Tasks to perform –
**a.** In the forum thread, what does the poster from Belgium say gives so much importance to England?
**b.** Please repeat the part of the forum thread that begins at the words "Also what happen" and stops after the words "a reason why?".

Extract provided –
_ _ _ _
15th century English army, Hussite, Swiss pikeman vs Ottoman

Jan 2019
106
Southeast Asia
How do the

- 15th century English army of the 100 Years War

- Hussite

- Swiss pikeman

fare against the Ottoman of their respective period in a field battle with equal number?

I heard that those forces can defeat other European forces several times their size.

Also what happen if their territory is moved to border the Ottoman, can they repel an Ottoman invasion?


For bonus,
how do the 15th century Burgundian army of Charles the Bold or army of Maximilian I during the Swabian War fare against the Ottoman?
 
Last edited:
Jan 2019
106
Southeast Asia
English army loses.
Could you give a reason why?

Wouldn't the massed English longbowman could inflict more casualty than the relatively missile light army that the Ottoman face in the early 15th century?
 
Mar 2019
52
Belgium
At this time England was a minor power. It's just the anglo saxon movies which gives so many importance to England.
 
Sep 2016
1,280
Georgia
Wouldn't the massed English longbowman could inflict more casualty than the relatively missile light army that the Ottoman face in the early 15th century?
_ _ _ _
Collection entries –
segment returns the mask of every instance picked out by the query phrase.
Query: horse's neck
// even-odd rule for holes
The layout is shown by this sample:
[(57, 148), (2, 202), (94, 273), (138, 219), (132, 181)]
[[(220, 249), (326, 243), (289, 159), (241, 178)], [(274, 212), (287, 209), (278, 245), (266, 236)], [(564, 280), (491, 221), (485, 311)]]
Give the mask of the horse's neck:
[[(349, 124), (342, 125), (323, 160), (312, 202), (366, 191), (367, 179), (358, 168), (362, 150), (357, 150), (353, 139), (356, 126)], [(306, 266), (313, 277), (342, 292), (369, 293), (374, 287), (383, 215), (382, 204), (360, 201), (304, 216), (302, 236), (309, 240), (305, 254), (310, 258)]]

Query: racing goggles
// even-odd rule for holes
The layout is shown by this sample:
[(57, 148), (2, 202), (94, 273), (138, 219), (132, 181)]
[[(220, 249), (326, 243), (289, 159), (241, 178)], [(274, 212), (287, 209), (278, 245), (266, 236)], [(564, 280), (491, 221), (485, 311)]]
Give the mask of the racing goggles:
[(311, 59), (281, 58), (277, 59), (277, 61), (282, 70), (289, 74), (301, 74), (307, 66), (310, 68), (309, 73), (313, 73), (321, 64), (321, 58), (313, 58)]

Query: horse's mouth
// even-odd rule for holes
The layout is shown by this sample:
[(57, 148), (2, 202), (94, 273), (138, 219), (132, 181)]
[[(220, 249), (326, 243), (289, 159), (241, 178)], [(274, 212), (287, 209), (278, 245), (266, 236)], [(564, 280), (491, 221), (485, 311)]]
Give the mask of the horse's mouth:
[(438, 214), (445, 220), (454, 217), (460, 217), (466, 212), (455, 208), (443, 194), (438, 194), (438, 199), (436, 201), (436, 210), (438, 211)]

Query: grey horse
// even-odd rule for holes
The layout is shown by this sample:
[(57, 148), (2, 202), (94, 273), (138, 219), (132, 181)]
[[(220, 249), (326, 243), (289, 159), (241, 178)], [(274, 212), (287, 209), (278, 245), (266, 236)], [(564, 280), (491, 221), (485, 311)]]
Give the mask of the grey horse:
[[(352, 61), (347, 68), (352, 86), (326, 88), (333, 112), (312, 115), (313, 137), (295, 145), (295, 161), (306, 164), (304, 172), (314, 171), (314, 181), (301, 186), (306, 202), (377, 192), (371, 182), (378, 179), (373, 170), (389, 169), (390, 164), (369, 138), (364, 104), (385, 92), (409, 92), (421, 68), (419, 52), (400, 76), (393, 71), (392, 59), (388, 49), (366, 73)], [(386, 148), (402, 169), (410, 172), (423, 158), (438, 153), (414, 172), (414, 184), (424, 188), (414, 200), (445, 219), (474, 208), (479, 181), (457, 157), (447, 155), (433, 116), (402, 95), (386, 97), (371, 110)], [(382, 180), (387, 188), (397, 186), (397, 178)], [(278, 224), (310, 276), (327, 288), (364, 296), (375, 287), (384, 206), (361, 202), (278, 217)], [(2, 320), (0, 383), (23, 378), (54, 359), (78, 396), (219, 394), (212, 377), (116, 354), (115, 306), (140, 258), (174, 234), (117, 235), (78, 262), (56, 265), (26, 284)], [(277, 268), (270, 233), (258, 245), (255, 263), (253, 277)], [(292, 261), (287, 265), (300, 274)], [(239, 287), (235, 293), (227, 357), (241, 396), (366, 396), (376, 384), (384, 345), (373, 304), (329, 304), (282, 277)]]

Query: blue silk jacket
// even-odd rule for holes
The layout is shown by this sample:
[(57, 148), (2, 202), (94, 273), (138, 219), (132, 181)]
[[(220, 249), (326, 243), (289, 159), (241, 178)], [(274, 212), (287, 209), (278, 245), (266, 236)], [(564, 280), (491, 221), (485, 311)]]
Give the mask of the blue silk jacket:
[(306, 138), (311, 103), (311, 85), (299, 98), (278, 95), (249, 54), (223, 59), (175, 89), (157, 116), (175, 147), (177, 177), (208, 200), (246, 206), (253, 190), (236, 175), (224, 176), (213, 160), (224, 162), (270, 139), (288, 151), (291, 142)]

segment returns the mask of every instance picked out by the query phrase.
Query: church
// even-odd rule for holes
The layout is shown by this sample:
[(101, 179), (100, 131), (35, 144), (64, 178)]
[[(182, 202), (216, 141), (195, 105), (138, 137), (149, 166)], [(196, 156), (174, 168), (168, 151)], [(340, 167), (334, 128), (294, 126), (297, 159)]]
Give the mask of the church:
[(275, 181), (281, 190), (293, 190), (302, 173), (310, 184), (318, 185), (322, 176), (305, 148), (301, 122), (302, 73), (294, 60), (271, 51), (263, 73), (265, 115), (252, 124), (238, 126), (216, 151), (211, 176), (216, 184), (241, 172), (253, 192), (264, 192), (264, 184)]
_ _ _ _
Answers to each task –
**a.** The anglo saxon movies give so much importance to England.

**b.**
Also what happen if their territory is moved to border the Ottoman, can they repel an Ottoman invasion?


For bonus,
how do the 15th century Burgundian army of Charles the Bold or army of Maximilian I during the Swabian War fare against the Ottoman?
 
Last edited:
Jan 2019
106
Southeast Asia
English army loses.
Could you give a reason why?